>> Begin EXERCISE INPUT

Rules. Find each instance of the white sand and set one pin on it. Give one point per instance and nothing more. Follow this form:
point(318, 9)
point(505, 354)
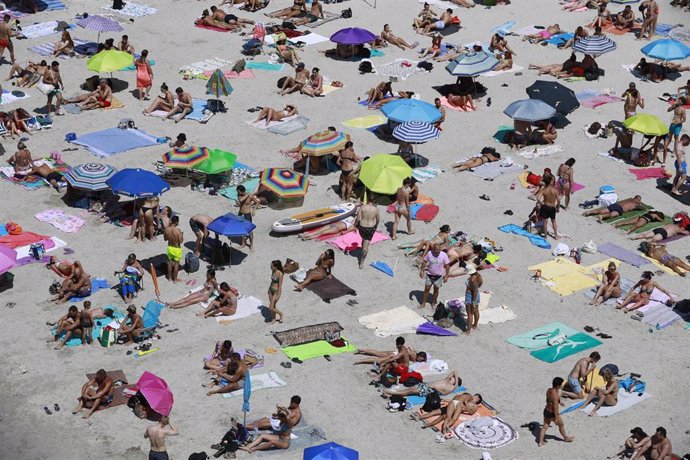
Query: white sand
point(336, 396)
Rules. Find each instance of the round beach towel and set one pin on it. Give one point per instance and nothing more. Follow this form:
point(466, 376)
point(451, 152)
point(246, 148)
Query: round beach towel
point(488, 437)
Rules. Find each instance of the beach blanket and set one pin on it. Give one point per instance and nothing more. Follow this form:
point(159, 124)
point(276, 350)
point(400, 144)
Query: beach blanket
point(397, 69)
point(330, 288)
point(536, 240)
point(316, 349)
point(246, 306)
point(133, 9)
point(485, 433)
point(61, 220)
point(396, 321)
point(115, 140)
point(259, 382)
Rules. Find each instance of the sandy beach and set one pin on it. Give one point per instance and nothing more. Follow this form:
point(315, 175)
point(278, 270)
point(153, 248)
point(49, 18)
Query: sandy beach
point(336, 396)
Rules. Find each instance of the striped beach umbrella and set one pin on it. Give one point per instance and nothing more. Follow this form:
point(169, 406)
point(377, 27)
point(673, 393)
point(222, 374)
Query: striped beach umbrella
point(90, 176)
point(285, 183)
point(186, 157)
point(323, 143)
point(594, 45)
point(472, 64)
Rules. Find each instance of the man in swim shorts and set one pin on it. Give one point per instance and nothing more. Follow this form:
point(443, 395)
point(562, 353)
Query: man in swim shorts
point(173, 235)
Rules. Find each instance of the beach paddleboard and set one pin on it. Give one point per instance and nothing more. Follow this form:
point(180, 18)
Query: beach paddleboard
point(315, 218)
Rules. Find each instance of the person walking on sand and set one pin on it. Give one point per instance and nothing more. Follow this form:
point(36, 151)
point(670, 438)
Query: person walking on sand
point(156, 434)
point(551, 413)
point(174, 236)
point(366, 222)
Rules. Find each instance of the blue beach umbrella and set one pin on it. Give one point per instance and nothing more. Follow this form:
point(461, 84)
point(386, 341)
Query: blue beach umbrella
point(666, 49)
point(402, 110)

>> End EXERCISE INPUT

- [PROBLEM DETAILS] Except for the pictures, reproduce every line exactly.

- [FINISHED ANSWER]
Rules. Find each instance of the white sand and set one pin on it. Give one point per instance and nothing more. Follow this form:
point(318, 9)
point(505, 354)
Query: white sand
point(336, 396)
Rules. Find each instance of the round beach towel and set one pin on it. Give one point per instance and nothing more. Follow this form:
point(466, 376)
point(451, 152)
point(246, 148)
Query: round beach towel
point(488, 437)
Rules. Find each instance of the beach blanket and set one pin on it. Give one point per instance and nothing more. Follow this form:
point(159, 124)
point(276, 350)
point(400, 144)
Query: beach blanket
point(397, 69)
point(330, 288)
point(536, 240)
point(316, 349)
point(246, 306)
point(133, 9)
point(485, 433)
point(61, 220)
point(396, 321)
point(115, 140)
point(259, 382)
Rules. Find each instance of the sandy beach and set one pin on it. Give one point per instance and nothing more. Follow this form:
point(315, 175)
point(278, 270)
point(153, 248)
point(49, 18)
Query: sandy beach
point(336, 396)
Rules. Find each instance of the striped beach umbrella and set one pin on it. Give one point per instance and nothing more. Follow this form:
point(169, 406)
point(377, 27)
point(673, 393)
point(222, 374)
Query: striped beach umbrella
point(90, 176)
point(285, 183)
point(186, 157)
point(323, 143)
point(594, 45)
point(472, 64)
Rules. Find each instance of the man in swim shorts and set one pin on it. Give one point per instance and nothing more. Follow this form:
point(443, 395)
point(562, 353)
Query: man in swim shorts
point(173, 235)
Rules. Find each instance of the beach paddleboard and set one pin on it. Give one point per instance and nothing more. Follow this form:
point(180, 18)
Query: beach paddleboard
point(315, 218)
Rules. Find each instance of the person walking on sand and set one pin on it. Give one point per instance and nothing more. Follow this form:
point(36, 151)
point(670, 438)
Query: person walking on sand
point(156, 434)
point(551, 413)
point(174, 236)
point(366, 222)
Rules. Find each instance of the blue beach umbrella and set one pin on it. Give one point per instance and nothing more. Follow this form:
point(461, 84)
point(386, 341)
Query: blue beach umbrella
point(666, 49)
point(402, 110)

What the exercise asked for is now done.